Saved data entries –

#####

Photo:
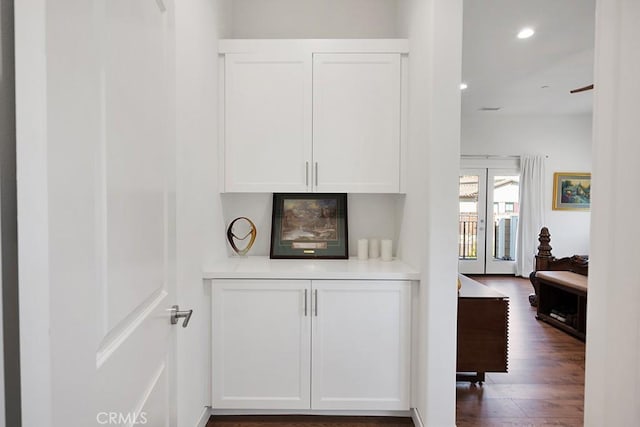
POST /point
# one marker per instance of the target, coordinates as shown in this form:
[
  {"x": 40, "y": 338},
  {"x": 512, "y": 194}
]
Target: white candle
[
  {"x": 363, "y": 248},
  {"x": 387, "y": 250},
  {"x": 374, "y": 248}
]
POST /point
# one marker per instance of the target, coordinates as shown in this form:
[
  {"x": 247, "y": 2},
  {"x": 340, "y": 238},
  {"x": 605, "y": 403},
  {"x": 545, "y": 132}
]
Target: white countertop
[{"x": 319, "y": 269}]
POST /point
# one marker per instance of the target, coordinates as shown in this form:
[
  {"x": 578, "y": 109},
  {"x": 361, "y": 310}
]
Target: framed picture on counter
[
  {"x": 572, "y": 191},
  {"x": 309, "y": 225}
]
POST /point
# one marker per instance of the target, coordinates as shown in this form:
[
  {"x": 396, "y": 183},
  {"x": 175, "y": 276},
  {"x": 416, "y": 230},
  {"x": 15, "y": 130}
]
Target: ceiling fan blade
[{"x": 582, "y": 89}]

#####

WHAT YOU ARE ASKED TO DO – Swap "white candle" for "lit candle" and write out all of these lines again, changing nothing else. Leave the pictures out.

SOLUTION TO THE EXERCISE –
Photo:
POST /point
# one marker per instance of the target, coordinates as shown in this form:
[
  {"x": 40, "y": 338},
  {"x": 512, "y": 194}
]
Target: lit candle
[
  {"x": 363, "y": 248},
  {"x": 387, "y": 250},
  {"x": 374, "y": 248}
]
POST /point
# one marker per instance of the target, coordinates as shown in this form:
[
  {"x": 247, "y": 2},
  {"x": 340, "y": 238},
  {"x": 605, "y": 403},
  {"x": 545, "y": 132}
]
Target: white countertop
[{"x": 319, "y": 269}]
POST /point
# one marker per instance of the target, coordinates as shown in this form:
[
  {"x": 578, "y": 109},
  {"x": 361, "y": 310}
]
Target: framed picture on counter
[
  {"x": 572, "y": 191},
  {"x": 309, "y": 225}
]
POST /point
# one marker per instance of the target, coordinates as shown in this form:
[
  {"x": 396, "y": 183},
  {"x": 175, "y": 276},
  {"x": 416, "y": 230},
  {"x": 15, "y": 130}
]
Target: ceiling fan blade
[{"x": 582, "y": 89}]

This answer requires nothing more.